Dataset entries -
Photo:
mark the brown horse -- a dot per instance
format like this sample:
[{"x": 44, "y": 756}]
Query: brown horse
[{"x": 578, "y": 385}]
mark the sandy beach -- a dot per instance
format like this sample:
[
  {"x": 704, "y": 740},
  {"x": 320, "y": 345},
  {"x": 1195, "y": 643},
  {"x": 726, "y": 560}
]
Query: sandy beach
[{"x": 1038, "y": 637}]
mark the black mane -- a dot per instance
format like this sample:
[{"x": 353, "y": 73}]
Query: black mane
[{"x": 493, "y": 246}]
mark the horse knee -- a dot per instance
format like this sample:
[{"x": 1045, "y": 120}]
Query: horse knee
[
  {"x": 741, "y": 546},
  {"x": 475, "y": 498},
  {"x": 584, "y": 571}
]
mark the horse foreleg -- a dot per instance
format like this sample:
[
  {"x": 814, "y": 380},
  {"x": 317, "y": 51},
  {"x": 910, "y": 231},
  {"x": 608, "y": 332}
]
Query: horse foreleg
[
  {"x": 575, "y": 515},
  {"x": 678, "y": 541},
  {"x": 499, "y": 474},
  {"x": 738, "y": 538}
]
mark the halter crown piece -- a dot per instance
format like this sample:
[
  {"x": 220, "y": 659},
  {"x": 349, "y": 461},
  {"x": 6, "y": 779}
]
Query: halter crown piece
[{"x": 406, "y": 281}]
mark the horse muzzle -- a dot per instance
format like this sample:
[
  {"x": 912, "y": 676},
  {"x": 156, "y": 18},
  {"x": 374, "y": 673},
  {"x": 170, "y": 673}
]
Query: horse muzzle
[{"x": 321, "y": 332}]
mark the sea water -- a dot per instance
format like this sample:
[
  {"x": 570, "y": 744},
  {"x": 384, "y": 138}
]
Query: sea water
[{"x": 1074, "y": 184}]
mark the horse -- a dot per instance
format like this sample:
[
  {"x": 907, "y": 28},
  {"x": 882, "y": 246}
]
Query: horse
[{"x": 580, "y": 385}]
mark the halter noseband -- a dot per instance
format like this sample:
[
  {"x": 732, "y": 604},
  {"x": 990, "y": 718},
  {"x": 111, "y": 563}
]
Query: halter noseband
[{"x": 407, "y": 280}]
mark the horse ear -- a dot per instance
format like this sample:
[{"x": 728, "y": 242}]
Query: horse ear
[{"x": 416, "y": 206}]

What to work on -
Every record must be output again with its wording unchanged.

Task output -
Photo:
mark the brown horse -- a dot per instance
format like this sample:
[{"x": 44, "y": 756}]
Query: brown horse
[{"x": 578, "y": 385}]
mark the sandy beach -- a dot per instance
format like this sample:
[
  {"x": 704, "y": 740},
  {"x": 320, "y": 345},
  {"x": 1195, "y": 643},
  {"x": 726, "y": 560}
]
Query: sandy beach
[{"x": 1038, "y": 637}]
mark the black mane -- a dot per instance
format like this sample:
[{"x": 353, "y": 73}]
Query: black mane
[{"x": 493, "y": 246}]
mark the horse knee -- a dot per instance
format like this sample:
[{"x": 1045, "y": 120}]
Query: horse knee
[
  {"x": 741, "y": 546},
  {"x": 475, "y": 498},
  {"x": 584, "y": 571}
]
mark the horse foreleg -- a dot per instance
format like this sample:
[
  {"x": 814, "y": 380},
  {"x": 317, "y": 51},
  {"x": 910, "y": 231},
  {"x": 608, "y": 332}
]
Query: horse foreleg
[
  {"x": 575, "y": 515},
  {"x": 678, "y": 541},
  {"x": 499, "y": 474},
  {"x": 738, "y": 538}
]
mark the halter crown piece -- a dot per instance
format like this sample:
[
  {"x": 220, "y": 659},
  {"x": 349, "y": 461},
  {"x": 6, "y": 779}
]
Query: halter crown piece
[{"x": 406, "y": 281}]
mark the horse muzzle -- a dot per instance
format like this sample:
[
  {"x": 912, "y": 676},
  {"x": 156, "y": 18},
  {"x": 374, "y": 673},
  {"x": 170, "y": 673}
]
Query: horse muzzle
[{"x": 321, "y": 332}]
mark the sea water -- a dot per instance
format like this sample:
[
  {"x": 570, "y": 744},
  {"x": 384, "y": 138}
]
Query: sea water
[{"x": 1074, "y": 184}]
mark the horse -- a dot per instance
format like this sample:
[
  {"x": 907, "y": 28},
  {"x": 882, "y": 246}
]
Query: horse
[{"x": 580, "y": 385}]
mark the halter noseband -- a dot per instance
format like this sample:
[
  {"x": 732, "y": 604},
  {"x": 990, "y": 718},
  {"x": 111, "y": 563}
]
Query: halter noseband
[{"x": 407, "y": 280}]
mark the horse ear -- a dot per instance
format like this sample:
[{"x": 728, "y": 242}]
Query: horse ear
[{"x": 416, "y": 206}]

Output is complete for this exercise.